**Oefendoel**
Kopieer het fragment over leukemie en chemotherapie in zijn geheel en woordelijk.

**Geselecteerd fragment**
===

“In de zomer van 1999 ontdekten artsen dat ik acute lymfatische leukemie had. Ik was nog geen 15. Onmiddellijk volgden zware chemotherapie, weken in afzondering en een stamceltransplantatie. De behandelingen deden hun werk en de kanker leek verdwenen.
Tot het lot anders besliste. Na bijna tien jaar krioelden er weer leukemiecellen in mijn beenmerg. En daarom moest ik weer chemo ondergaan.”
“De hel begon opnieuw. Mijn haar viel uit. Mijn ledematen deden pijn. Mijn ogen waren er slecht aan toe. Ik was aan bed gekluisterd met brandwonden, voortdurende diarree, misselijkheid, braken, niets kunnen zien. Gedrogeerd door pijnstillers. Als ik even bij bewustzijn kwam, dacht ik dat ik het niet zou halen.”
“De chemotherapie heeft veel stukgemaakt, maar waar ik vooral tegenaan loop, is de chronische vermoeidheid. Wat heb ik dat onderschat. Praten, luisteren, de trap oplopen: het put me uit. Het onvoorspelbare karakter van die vermoeidheid is intens. Soms kan ik niet wandelen, niets in het huishouden doen. Dagelijks bots ik op tegen de uitputting. Vroeger leek alles vanzelfsprekend, nu heb ik maar enkele fitte uurtjes per dag.”

===

**Aangeleverde gegevens**
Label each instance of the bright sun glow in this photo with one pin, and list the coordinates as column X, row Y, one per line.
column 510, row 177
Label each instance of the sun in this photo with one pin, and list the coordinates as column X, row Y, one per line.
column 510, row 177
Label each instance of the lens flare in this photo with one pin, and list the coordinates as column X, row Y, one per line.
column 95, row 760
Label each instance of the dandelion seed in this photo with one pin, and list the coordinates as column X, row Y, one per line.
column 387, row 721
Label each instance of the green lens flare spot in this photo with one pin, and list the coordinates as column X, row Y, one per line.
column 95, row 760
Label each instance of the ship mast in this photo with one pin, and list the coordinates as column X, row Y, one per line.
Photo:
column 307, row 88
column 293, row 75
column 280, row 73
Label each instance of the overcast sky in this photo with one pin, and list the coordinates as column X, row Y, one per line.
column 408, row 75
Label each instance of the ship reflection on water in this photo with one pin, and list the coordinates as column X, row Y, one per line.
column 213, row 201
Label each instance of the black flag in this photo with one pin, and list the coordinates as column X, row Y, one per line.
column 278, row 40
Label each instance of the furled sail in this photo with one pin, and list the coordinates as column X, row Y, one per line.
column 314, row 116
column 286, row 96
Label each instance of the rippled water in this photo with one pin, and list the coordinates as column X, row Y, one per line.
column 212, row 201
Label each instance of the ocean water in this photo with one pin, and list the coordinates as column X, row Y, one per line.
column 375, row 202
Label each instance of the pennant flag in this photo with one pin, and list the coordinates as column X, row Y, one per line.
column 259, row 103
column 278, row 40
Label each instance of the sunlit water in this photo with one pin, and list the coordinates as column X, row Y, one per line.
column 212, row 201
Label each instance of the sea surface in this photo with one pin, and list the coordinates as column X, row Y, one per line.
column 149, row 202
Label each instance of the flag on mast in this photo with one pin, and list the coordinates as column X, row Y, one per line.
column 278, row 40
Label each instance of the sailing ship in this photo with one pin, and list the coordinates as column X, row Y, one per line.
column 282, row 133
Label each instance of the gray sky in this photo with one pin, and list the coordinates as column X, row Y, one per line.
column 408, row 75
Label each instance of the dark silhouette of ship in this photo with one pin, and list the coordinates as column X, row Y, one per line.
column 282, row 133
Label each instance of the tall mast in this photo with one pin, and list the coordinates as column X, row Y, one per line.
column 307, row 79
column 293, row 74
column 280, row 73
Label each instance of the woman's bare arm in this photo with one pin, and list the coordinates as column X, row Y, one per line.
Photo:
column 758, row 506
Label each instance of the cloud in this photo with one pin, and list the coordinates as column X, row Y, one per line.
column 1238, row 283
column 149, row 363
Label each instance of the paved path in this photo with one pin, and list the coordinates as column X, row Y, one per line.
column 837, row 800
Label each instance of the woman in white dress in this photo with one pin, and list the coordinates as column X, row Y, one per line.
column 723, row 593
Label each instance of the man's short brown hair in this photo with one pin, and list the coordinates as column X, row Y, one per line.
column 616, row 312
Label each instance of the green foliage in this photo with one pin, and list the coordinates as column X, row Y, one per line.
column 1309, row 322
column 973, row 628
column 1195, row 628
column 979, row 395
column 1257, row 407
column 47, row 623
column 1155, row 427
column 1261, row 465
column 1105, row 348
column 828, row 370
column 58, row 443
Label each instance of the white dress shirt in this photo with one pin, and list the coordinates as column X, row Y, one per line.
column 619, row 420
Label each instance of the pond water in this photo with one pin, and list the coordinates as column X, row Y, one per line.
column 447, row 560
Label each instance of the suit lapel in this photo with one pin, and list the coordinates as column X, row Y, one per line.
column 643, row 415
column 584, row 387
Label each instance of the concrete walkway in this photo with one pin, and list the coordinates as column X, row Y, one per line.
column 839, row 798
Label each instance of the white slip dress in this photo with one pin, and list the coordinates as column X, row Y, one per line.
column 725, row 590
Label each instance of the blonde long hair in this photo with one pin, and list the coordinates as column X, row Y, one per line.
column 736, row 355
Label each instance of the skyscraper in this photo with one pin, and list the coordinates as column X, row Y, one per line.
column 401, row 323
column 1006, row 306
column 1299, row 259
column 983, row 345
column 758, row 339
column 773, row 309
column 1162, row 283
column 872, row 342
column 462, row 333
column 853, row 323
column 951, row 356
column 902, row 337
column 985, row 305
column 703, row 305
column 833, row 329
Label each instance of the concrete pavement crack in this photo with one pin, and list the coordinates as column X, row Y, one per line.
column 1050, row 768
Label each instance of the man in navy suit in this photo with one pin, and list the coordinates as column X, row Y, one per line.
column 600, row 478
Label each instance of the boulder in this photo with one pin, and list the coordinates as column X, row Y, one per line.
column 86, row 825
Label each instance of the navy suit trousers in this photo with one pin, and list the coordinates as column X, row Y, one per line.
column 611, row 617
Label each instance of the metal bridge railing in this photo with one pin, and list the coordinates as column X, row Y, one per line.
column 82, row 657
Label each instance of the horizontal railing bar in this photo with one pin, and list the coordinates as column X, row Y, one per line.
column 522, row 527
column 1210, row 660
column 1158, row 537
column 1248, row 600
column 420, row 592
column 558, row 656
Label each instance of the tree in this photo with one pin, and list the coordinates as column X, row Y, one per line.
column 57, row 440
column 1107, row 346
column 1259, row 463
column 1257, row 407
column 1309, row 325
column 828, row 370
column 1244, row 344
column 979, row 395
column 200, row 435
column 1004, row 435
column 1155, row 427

===

**Uitgewerkte oplossing**
“In de zomer van 1999 ontdekten artsen dat ik acute lymfatische leukemie had. Ik was nog geen 15. Onmiddellijk volgden zware chemotherapie, weken in afzondering en een stamceltransplantatie. De behandelingen deden hun werk en de kanker leek verdwenen.
Tot het lot anders besliste. Na bijna tien jaar krioelden er weer leukemiecellen in mijn beenmerg. En daarom moest ik weer chemo ondergaan.”
“De hel begon opnieuw. Mijn haar viel uit. Mijn ledematen deden pijn. Mijn ogen waren er slecht aan toe. Ik was aan bed gekluisterd met brandwonden, voortdurende diarree, misselijkheid, braken, niets kunnen zien. Gedrogeerd door pijnstillers. Als ik even bij bewustzijn kwam, dacht ik dat ik het niet zou halen.”
“De chemotherapie heeft veel stukgemaakt, maar waar ik vooral tegenaan loop, is de chronische vermoeidheid. Wat heb ik dat onderschat. Praten, luisteren, de trap oplopen: het put me uit. Het onvoorspelbare karakter van die vermoeidheid is intens. Soms kan ik niet wandelen, niets in het huishouden doen. Dagelijks bots ik op tegen de uitputting. Vroeger leek alles vanzelfsprekend, nu heb ik maar enkele fitte uurtjes per dag.”